◆ Exercise description ◆
Continue this review of the Royal Court's Downstairs staging of The Ugly One, starting right after its final sentence.

◆ Document passage ◆
==========

Written for CultureWars.org.uk
It’s remarkable the extent to which a change of space can alter the feel of a play. With the same director, the same designer, the same overall aesthetic and virtually the same cast, this Downstairs outing for The Ugly One retains much of what made the original so engaging and fun, but the differences are fascinating.
The play tells the story of Lette, a 'plug designer' who one day learns from his boss that he has always been considered horrifically ugly and that his colleague Karlmann is to undertake all the public-facing duties of his role. Disturbed, he asks his wife, Fanny, if it is true. He notices she only ever looks him in the eye and never at his face. He goes to Scheffler, a plastic surgeon, who agrees to build him a new face completely from scratch. The result, however, is spectacularly better than anyone could have imagined, opening a new world of possibilities for Lette.
The original production benefitted from the intimacy of the Theatre Upstairs coupled with Jeremy Herbert's perfectly designed appearance of an un-dressed theatre. Downstairs the artifice behind that conceit is slightly harder to achieve, with the actors needing to raise their voices, and with more of an atmosphere of playing out to the audience. The fluidity of the staging remains, though, with the excellent cast of Frank McCusker as all the Karlmanns, Amanda Drew as a clutch of Fannys and Simon Paisley Day replacing Mark Lockyer as the various Schefflers all swapping in and out of the various namesakes they play around the excellent Michael Gould as Lette. Day's Scheffler's are more posh British than Lockyer's slightly smugger, sleazier readings, but work just as effectively.

==========

◆ Information supplied ◆
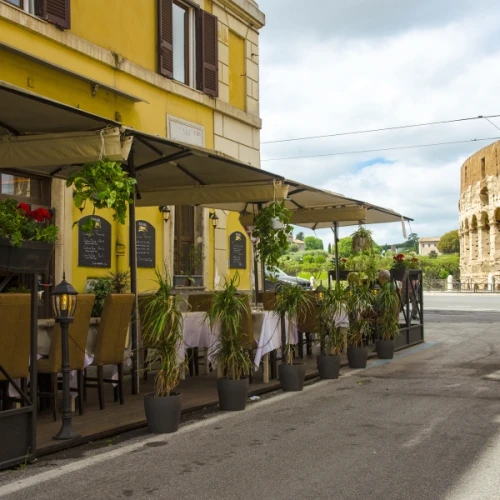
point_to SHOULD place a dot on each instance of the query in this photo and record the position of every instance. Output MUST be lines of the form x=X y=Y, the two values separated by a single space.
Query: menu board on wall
x=237 y=251
x=146 y=244
x=94 y=250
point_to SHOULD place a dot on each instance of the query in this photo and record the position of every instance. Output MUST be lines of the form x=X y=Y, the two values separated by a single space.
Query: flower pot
x=328 y=367
x=232 y=394
x=385 y=349
x=292 y=376
x=357 y=357
x=276 y=223
x=30 y=257
x=398 y=274
x=162 y=413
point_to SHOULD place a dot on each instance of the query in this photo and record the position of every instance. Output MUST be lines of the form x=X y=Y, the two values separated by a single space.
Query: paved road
x=462 y=301
x=423 y=426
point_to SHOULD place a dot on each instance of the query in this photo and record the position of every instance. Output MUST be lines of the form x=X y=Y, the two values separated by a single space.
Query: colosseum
x=479 y=209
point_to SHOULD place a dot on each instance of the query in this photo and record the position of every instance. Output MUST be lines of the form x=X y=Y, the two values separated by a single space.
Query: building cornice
x=118 y=63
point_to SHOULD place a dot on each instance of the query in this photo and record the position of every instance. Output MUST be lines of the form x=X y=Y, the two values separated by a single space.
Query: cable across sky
x=397 y=127
x=382 y=149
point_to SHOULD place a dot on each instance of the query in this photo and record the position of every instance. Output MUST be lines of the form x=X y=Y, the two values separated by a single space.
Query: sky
x=333 y=66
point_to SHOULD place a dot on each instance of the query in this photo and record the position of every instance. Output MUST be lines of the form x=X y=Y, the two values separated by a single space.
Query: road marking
x=62 y=470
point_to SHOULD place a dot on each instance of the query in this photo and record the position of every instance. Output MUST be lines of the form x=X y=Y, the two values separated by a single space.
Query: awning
x=41 y=153
x=317 y=209
x=172 y=173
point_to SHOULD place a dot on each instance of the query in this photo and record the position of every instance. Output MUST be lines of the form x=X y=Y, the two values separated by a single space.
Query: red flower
x=399 y=257
x=40 y=214
x=25 y=208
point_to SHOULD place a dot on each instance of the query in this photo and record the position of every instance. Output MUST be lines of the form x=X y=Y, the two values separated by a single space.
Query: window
x=54 y=11
x=188 y=45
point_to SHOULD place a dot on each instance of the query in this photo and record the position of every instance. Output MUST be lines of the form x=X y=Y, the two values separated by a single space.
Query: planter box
x=181 y=280
x=30 y=257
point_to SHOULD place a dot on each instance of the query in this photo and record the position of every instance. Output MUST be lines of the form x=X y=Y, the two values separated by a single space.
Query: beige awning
x=315 y=208
x=173 y=173
x=40 y=153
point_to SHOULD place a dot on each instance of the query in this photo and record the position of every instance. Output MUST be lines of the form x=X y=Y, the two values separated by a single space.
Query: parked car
x=273 y=281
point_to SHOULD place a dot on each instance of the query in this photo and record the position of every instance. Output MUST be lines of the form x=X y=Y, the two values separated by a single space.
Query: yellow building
x=180 y=69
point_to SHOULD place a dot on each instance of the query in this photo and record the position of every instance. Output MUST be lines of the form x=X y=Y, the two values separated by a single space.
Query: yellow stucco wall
x=119 y=26
x=237 y=77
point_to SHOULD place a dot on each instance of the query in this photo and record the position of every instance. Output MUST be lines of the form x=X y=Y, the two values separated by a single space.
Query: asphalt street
x=425 y=425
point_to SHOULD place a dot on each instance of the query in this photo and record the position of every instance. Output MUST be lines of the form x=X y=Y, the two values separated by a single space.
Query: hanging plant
x=272 y=228
x=106 y=185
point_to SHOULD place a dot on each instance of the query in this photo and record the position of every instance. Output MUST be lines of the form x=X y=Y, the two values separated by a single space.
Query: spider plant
x=387 y=304
x=228 y=310
x=162 y=332
x=292 y=303
x=332 y=307
x=359 y=305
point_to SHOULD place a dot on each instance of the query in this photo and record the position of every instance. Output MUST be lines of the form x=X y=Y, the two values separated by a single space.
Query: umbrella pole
x=336 y=241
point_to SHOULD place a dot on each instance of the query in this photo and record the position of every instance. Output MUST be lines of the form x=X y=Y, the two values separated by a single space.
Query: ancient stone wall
x=479 y=209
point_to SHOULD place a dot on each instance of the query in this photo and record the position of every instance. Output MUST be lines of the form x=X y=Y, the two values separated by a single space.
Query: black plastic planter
x=30 y=257
x=357 y=357
x=233 y=394
x=385 y=348
x=328 y=367
x=162 y=413
x=292 y=376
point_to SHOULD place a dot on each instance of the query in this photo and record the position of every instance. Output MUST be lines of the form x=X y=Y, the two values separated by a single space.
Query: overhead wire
x=396 y=127
x=381 y=149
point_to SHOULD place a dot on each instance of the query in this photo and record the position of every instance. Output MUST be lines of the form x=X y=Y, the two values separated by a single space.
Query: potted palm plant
x=293 y=303
x=227 y=316
x=331 y=332
x=359 y=306
x=387 y=305
x=162 y=333
x=26 y=237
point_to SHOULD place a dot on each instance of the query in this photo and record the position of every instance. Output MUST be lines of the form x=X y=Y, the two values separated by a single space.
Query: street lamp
x=63 y=305
x=166 y=213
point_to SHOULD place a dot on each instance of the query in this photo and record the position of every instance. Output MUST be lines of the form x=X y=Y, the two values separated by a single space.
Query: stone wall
x=479 y=209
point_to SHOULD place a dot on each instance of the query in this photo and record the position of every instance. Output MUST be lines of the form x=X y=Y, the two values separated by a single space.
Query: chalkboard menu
x=237 y=250
x=145 y=244
x=94 y=250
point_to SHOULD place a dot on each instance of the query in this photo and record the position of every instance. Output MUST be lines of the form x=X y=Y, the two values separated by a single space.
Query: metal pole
x=133 y=284
x=66 y=431
x=33 y=364
x=336 y=241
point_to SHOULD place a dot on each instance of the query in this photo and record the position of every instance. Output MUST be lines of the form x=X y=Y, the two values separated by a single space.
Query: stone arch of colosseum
x=479 y=208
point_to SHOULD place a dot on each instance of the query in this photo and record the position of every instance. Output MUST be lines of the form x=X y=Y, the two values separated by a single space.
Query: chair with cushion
x=15 y=311
x=110 y=343
x=77 y=340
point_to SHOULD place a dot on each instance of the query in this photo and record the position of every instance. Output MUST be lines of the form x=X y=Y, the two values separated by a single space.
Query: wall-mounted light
x=214 y=219
x=166 y=213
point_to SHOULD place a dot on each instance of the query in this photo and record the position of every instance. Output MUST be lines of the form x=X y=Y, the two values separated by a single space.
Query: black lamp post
x=64 y=304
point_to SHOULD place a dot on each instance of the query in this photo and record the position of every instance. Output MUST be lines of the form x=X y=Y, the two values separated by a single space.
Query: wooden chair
x=110 y=344
x=15 y=314
x=77 y=340
x=198 y=302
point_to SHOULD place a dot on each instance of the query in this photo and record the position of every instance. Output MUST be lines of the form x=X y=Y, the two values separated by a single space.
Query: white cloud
x=443 y=63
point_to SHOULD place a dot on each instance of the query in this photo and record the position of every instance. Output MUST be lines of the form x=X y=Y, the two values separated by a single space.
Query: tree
x=449 y=242
x=313 y=243
x=345 y=247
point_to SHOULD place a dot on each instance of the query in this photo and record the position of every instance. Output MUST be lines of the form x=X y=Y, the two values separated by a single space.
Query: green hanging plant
x=272 y=228
x=106 y=185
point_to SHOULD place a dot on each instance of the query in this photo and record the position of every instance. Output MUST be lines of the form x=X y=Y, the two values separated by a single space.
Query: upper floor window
x=188 y=45
x=54 y=11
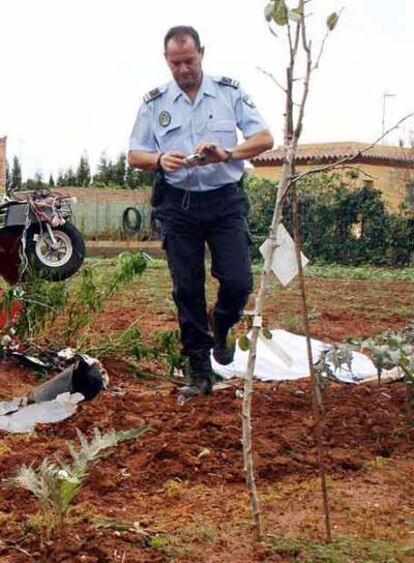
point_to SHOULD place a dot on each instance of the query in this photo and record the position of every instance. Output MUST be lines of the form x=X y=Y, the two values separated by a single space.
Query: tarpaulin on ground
x=284 y=357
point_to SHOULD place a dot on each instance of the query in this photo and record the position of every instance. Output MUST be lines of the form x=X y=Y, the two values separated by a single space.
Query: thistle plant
x=395 y=349
x=55 y=484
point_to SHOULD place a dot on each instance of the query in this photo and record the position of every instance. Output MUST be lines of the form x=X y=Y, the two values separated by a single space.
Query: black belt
x=178 y=193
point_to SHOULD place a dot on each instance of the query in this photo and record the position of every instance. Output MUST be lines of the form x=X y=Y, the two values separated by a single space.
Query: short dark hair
x=180 y=32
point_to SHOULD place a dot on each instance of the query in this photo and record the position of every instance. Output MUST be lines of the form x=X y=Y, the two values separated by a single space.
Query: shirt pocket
x=169 y=137
x=223 y=131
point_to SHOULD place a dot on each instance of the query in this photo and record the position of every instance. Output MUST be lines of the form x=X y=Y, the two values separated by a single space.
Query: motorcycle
x=37 y=230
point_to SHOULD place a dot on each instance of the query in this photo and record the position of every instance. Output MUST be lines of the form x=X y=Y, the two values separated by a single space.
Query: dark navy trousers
x=189 y=220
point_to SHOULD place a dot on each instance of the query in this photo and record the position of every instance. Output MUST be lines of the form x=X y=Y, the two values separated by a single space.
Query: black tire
x=131 y=221
x=60 y=264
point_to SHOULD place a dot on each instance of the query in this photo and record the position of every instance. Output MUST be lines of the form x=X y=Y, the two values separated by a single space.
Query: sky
x=73 y=73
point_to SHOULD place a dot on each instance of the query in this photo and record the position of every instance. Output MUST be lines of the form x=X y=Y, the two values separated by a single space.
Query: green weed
x=56 y=484
x=342 y=549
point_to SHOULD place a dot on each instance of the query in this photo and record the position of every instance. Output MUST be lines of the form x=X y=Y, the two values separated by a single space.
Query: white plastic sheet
x=21 y=419
x=271 y=365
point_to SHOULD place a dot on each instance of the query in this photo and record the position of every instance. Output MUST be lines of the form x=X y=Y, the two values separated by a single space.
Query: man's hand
x=172 y=161
x=213 y=153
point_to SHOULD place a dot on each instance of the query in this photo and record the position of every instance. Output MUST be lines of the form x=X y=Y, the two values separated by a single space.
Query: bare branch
x=318 y=59
x=272 y=77
x=272 y=31
x=348 y=159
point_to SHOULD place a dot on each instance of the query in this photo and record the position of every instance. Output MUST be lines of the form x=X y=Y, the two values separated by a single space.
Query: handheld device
x=195 y=157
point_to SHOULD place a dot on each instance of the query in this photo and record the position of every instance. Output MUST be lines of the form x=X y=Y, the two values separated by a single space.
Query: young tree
x=8 y=177
x=16 y=175
x=293 y=20
x=119 y=172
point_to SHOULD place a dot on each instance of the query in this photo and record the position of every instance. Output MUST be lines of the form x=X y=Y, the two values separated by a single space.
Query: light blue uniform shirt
x=169 y=121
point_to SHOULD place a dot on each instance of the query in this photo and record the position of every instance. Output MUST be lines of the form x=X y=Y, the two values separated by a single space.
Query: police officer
x=203 y=201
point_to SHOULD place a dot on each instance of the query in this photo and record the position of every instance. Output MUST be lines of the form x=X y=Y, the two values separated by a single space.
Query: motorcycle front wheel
x=55 y=261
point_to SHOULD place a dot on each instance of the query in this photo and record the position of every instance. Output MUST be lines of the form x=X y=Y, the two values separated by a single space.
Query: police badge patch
x=248 y=101
x=164 y=118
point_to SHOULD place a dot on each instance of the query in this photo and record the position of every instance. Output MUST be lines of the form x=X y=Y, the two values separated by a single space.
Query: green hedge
x=338 y=224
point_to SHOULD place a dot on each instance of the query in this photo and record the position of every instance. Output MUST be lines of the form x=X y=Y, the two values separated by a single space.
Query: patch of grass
x=342 y=549
x=359 y=272
x=181 y=546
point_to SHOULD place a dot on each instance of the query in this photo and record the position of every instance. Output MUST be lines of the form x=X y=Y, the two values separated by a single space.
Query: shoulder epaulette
x=153 y=95
x=226 y=81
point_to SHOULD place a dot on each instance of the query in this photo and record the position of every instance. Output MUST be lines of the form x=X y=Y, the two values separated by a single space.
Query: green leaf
x=332 y=20
x=295 y=15
x=280 y=12
x=268 y=11
x=244 y=343
x=266 y=333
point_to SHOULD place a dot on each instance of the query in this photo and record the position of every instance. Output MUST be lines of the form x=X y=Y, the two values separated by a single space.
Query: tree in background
x=16 y=175
x=104 y=174
x=67 y=178
x=83 y=172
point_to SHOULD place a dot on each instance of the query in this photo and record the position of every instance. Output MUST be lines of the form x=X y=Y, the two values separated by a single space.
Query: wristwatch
x=158 y=167
x=229 y=154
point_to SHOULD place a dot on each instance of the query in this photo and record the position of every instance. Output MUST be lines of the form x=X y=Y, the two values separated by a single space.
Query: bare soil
x=183 y=480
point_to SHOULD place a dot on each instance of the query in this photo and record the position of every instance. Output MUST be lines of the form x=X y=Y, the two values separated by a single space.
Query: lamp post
x=384 y=98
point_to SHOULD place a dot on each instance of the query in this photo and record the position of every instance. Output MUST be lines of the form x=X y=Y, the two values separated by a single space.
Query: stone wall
x=391 y=180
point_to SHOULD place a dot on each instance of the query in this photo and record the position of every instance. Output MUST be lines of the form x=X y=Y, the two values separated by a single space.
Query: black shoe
x=200 y=374
x=224 y=343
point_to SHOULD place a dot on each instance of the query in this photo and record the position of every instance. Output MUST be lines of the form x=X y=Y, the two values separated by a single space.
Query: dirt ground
x=183 y=480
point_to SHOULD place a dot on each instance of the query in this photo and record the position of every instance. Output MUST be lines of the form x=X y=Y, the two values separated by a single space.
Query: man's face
x=184 y=61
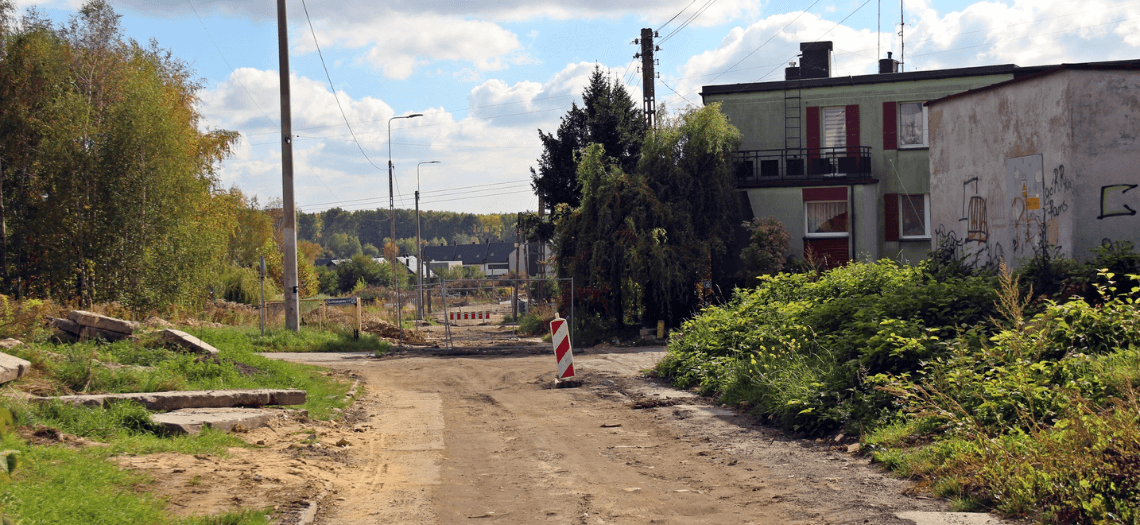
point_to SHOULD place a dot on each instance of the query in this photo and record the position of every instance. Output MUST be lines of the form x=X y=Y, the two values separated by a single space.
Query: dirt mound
x=385 y=329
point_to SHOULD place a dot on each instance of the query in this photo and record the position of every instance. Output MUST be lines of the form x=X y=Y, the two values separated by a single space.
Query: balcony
x=807 y=166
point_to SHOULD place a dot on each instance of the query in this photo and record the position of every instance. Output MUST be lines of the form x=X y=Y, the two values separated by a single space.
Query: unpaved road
x=486 y=440
x=448 y=437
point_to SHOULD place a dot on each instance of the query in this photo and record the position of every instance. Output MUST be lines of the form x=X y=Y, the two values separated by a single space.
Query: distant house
x=491 y=259
x=1042 y=157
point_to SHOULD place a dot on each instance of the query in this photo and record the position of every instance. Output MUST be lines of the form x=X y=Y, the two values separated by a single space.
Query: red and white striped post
x=560 y=335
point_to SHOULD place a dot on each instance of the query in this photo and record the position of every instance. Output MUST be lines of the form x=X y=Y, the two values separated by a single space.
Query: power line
x=690 y=21
x=247 y=93
x=675 y=16
x=332 y=87
x=766 y=41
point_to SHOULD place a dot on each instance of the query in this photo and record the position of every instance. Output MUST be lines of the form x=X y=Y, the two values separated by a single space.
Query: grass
x=64 y=485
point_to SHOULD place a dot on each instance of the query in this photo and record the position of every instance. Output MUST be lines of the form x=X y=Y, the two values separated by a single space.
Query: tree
x=650 y=242
x=107 y=175
x=608 y=117
x=768 y=242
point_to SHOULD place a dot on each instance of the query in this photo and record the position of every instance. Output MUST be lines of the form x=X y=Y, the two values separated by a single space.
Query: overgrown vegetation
x=1002 y=398
x=63 y=485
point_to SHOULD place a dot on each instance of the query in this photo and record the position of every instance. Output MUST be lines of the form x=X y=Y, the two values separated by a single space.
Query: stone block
x=92 y=333
x=65 y=325
x=188 y=342
x=9 y=343
x=291 y=396
x=164 y=401
x=103 y=322
x=13 y=368
x=193 y=420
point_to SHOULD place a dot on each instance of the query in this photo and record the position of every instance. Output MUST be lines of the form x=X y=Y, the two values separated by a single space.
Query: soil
x=446 y=435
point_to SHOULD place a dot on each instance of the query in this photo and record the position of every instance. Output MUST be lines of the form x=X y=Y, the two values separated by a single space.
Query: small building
x=843 y=161
x=1041 y=158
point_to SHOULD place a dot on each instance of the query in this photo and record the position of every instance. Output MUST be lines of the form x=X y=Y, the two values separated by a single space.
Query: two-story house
x=843 y=161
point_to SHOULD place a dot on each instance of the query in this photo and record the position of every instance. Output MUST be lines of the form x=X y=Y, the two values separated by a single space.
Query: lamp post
x=391 y=211
x=420 y=256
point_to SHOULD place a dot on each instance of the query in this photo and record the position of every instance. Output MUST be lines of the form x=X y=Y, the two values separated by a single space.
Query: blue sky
x=488 y=74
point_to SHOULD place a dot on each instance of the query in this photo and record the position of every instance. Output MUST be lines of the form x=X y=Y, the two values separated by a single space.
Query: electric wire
x=675 y=16
x=689 y=21
x=766 y=41
x=247 y=93
x=332 y=87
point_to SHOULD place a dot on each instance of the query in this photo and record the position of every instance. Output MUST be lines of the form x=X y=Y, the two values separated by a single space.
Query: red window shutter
x=889 y=125
x=813 y=131
x=890 y=206
x=851 y=114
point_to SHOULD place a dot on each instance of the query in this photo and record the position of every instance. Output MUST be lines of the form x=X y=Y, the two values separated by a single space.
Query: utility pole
x=649 y=100
x=292 y=303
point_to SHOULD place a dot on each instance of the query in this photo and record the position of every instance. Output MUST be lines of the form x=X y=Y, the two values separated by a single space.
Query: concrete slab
x=951 y=518
x=92 y=333
x=9 y=343
x=188 y=342
x=65 y=325
x=13 y=368
x=164 y=401
x=193 y=420
x=103 y=322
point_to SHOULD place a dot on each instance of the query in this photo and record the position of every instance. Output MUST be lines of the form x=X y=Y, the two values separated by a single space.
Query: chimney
x=815 y=62
x=888 y=65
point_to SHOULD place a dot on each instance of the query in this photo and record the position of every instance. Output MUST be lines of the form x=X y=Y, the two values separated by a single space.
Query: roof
x=874 y=79
x=439 y=253
x=1118 y=65
x=470 y=253
x=499 y=252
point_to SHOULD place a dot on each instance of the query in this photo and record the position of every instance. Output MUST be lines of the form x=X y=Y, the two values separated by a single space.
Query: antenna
x=902 y=40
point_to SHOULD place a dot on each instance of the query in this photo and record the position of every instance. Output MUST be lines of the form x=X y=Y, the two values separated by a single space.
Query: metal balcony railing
x=781 y=166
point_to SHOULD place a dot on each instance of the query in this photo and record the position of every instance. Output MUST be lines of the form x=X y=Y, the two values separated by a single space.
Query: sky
x=488 y=74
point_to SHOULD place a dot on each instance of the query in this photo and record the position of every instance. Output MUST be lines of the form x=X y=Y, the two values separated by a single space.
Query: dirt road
x=447 y=439
x=444 y=439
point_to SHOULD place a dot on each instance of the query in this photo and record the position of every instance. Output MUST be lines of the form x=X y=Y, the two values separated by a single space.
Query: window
x=825 y=219
x=912 y=125
x=835 y=128
x=914 y=216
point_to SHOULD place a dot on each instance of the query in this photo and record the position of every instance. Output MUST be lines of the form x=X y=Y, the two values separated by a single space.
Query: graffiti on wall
x=1114 y=201
x=1037 y=202
x=974 y=213
x=977 y=253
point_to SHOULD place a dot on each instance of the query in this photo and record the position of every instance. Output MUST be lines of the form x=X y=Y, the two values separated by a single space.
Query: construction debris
x=13 y=368
x=162 y=401
x=82 y=325
x=188 y=342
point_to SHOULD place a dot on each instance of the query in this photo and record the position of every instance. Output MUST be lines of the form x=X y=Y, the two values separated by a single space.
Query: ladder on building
x=792 y=111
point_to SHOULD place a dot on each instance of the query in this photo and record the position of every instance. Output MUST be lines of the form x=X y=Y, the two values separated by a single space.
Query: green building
x=844 y=162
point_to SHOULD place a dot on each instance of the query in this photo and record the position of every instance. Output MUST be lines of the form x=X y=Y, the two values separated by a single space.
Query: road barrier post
x=560 y=336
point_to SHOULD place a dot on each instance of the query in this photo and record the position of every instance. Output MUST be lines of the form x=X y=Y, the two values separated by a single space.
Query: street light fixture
x=420 y=256
x=391 y=211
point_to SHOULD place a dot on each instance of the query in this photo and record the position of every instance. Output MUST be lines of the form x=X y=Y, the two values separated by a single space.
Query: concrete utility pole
x=292 y=300
x=649 y=100
x=391 y=218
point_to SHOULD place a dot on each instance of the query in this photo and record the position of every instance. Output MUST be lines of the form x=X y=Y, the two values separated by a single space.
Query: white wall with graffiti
x=1050 y=160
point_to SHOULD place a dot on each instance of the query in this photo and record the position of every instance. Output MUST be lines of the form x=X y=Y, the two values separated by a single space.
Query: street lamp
x=420 y=256
x=391 y=211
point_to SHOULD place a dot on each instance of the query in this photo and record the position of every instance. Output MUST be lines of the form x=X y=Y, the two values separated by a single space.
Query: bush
x=799 y=350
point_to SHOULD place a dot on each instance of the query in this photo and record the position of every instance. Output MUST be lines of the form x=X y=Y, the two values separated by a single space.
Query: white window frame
x=837 y=235
x=926 y=219
x=926 y=126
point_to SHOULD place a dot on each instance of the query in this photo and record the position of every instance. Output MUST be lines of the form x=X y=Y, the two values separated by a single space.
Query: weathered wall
x=760 y=120
x=1051 y=156
x=1106 y=122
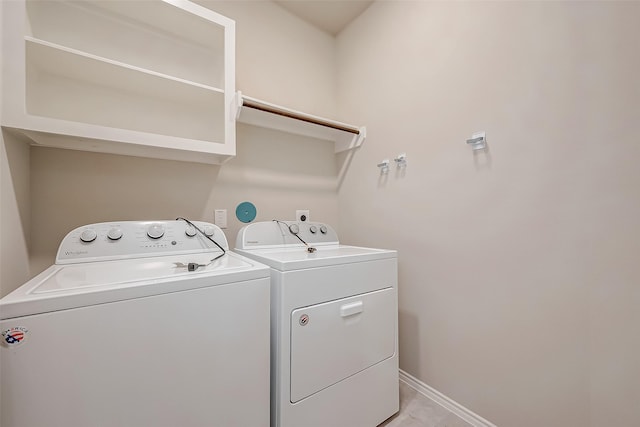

==========

◆ Written answer ◆
What is interesting is the effect that this slight increase in the “theatricality” of the surroundings has on the penultimate scene in which Lette seems to suffer a split personality and starts to argue with his reflection in the mirror. This works much better on the main stage, although it’s hard to tell whether this is down to a more subtle performance, the way in which the trajectory of the play has been finessed or simply the change of space.
Perhaps as a consequence, it is the ending that seems most transformed. While in the original, it seemed to offer a neat, if slightly cold bookending of the narrative, with a slightly pat ending that simply tied up the story rather than offering a final conclusion. On this outing the ending suggests a whole new theme about narcissism but also about the possibility of love between two such narcissists who see themselves in one another. Rather than appearing cynical, the conclusion this time is oddly touching.